> Exercises to complete
1) Which cohort does the cardiovascular disease policy model abstract say was used to develop its state transition model?
2) Pick up the cardiovascular disease policy model abstract after its final sentence and continue writing it.

** Text block follows **

Objectives: A policy model is a model that can evaluate the effectiveness and cost-effectiveness of interventions and inform policy decisions. In this study, we introduce a cardiovascular disease (CVD) policy model which can be used to model remaining life expectancy including a measure of socioeconomic deprivation as an independent risk factor for CVD.
Design: A state transition model was developed using the Scottish Heart Health Extended Cohort (SHHEC) linked to Scottish morbidity and death records. Individuals start in a CVD-free state and can transit to three CVD event states plus a non-CVD death state. Individuals who have a non-fatal first event are then followed up until death. Taking a competing risk approach, the cause-specific hazards of a first event are modelled using parametric survival analysis. Survival following a first non-fatal event is also modelled parametrically. We assessed discrimination, validation and calibration of our model.

** End of Text block **
** Record excerpts follows **

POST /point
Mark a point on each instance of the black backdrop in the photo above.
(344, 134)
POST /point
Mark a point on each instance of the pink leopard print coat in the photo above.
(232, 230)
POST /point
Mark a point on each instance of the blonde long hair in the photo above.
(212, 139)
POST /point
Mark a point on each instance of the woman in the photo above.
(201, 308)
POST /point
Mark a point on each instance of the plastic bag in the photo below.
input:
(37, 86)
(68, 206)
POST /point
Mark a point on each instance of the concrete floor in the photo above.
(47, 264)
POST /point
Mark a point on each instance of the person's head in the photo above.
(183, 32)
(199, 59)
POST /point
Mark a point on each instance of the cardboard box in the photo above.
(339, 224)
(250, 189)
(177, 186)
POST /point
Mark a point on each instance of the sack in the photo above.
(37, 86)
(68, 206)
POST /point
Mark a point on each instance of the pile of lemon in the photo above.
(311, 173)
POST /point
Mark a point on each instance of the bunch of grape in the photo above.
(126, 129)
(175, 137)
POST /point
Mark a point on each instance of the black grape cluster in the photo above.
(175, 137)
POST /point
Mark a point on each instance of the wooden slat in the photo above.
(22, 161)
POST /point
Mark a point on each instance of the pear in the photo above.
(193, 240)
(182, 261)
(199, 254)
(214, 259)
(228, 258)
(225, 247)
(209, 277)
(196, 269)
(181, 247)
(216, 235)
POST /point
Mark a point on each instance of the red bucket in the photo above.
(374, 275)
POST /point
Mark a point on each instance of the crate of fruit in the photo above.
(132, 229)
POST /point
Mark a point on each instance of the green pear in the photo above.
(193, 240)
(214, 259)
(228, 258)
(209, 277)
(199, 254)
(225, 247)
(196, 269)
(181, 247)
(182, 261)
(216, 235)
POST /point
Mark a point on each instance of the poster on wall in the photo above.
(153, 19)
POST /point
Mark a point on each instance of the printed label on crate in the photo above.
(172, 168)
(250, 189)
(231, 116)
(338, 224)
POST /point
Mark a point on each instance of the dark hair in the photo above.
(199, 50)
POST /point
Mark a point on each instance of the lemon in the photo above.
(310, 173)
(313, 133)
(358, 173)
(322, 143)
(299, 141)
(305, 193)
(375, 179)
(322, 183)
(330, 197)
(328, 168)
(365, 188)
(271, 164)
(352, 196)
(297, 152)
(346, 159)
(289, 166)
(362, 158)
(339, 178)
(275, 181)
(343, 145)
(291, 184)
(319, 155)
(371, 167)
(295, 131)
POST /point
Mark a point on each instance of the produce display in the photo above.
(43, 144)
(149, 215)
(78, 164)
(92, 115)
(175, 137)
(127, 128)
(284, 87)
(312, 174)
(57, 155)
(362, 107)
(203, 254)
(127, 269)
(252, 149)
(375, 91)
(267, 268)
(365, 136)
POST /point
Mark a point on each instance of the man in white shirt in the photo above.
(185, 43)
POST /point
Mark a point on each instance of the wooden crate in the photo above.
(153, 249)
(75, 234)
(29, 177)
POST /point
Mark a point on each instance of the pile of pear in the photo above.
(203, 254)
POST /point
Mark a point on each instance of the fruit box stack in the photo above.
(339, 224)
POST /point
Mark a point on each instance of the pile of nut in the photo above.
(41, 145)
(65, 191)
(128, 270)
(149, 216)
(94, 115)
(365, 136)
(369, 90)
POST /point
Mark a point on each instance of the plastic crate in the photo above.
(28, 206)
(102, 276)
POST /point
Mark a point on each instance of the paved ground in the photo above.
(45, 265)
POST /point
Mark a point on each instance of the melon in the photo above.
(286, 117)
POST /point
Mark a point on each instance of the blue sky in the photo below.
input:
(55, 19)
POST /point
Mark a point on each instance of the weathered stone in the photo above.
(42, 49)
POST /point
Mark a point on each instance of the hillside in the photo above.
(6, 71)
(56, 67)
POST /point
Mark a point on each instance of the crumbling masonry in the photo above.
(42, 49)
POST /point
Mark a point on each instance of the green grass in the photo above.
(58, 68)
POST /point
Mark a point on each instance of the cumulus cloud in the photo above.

** End of Record excerpts **

> Answers below
1) The Scottish Heart Health Extended Cohort (SHHEC), linked to Scottish morbidity and death records.

2)
Results: Our model achieved a good level of discrimination in each component (c-statistics for men (women)-non-fatal coronary heart disease (CHD): 0.70 (0.74), non-fatal cerebrovascular disease (CBVD): 0.73 (0.76), fatal CVD: 0.77 (0.80), fatal non-CVD: 0.74 (0.72), survival after non-fatal CHD: 0.68 (0.67) and survival after non-fatal CBVD: 0.65 (0.66)). In general, our model predictions were comparable with observed event rates for a Scottish randomised statin trial population which has an overlapping follow-up period with SHHEC. After applying a calibration factor, our predictions of life expectancy closely match those published in recent national life tables.
Conclusions: Our model can be used to estimate the impact of primary prevention interventions on life expectancy and can assess the impact of interventions on inequalities.
Keywords: CORONARY ARTERY DISEASE; QUALITY OF CARE AND OUTCOMES.